Furthermore the measured entries of the CKM matrix can be matched within their error-bars by adjusting the small 
entries in Quadrant I of the mass matrices (see Appendix).

Neutrino data now seems to favor the Large Mixing Angle (LMA) solution to $\nu$-oscillation\cite{neutexp}. If 
this solution is correct, the lepton-neutrino mixing matrix ${\bf U_{MNS}}$
 (the analog\cite{MNS} of the CKM matrix for quarks)
which mixes $(e,\mu,\tau)$ with $(\nu_e,\nu_{\mu},\nu_{\tau})$ takes the form \cite{neut_matrix}
\begin{equation}
\label{nu_mix}
{\bf U_{MNS}} =  \left(
\begin{array}{ccc}
        0.7 & -0.7 & < 0.2 \\
        0.5  & 0.5  & -0.7 \\
        0.5  & 0.5  & 0.7 \\
\end{array}
 \right)_{l^{+}\nu} 
\end{equation} 
The mass-splitting between the neutrino mass-eigenstates  $(\nu_{1},\nu_{2},\nu_{3})$ is also 
constrained \cite{neut_matrix}:
\begin{equation}
\label{nu_mass}
\begin{array}{c}
\Delta m^{2}_{32} \approx 3 \cdot 10^{-3} ~~ eV^2 \\
\Delta m^{2}_{21} \approx 5 \cdot 10^{-5} ~~ eV^2 \\
\end{array}
\end{equation}
As in the quark sector, we encounter no difficulty reproducing this data with the given form of the
neutrino mass matrix, making a suitable ansatz (see Appendix) for the masses of the observable neutrinos
 in the model. Note that only a tiny amount of mixing
with exotics is necessary to drive the standard neutrino
masses to very small values (replace $\Lambda_{LR}$ with $M_{GUT}$ 
and $m_q$ with $m_\nu$ in (\ref{betamix})), leaving them the  freedom
 to mix near maximally with each other as in (\ref{nu_mix}). This 
model thus naturally predicts that mixing among the neutrinos is larger than among the quarks.

Material provided:

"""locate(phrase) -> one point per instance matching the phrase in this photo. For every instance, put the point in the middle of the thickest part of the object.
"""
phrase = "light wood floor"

Requirement: In the excerpt on neutrino mixing, which solution to neutrino oscillation does the neutrino data now seem to favor?

Exercise output: The Large Mixing Angle (LMA) solution.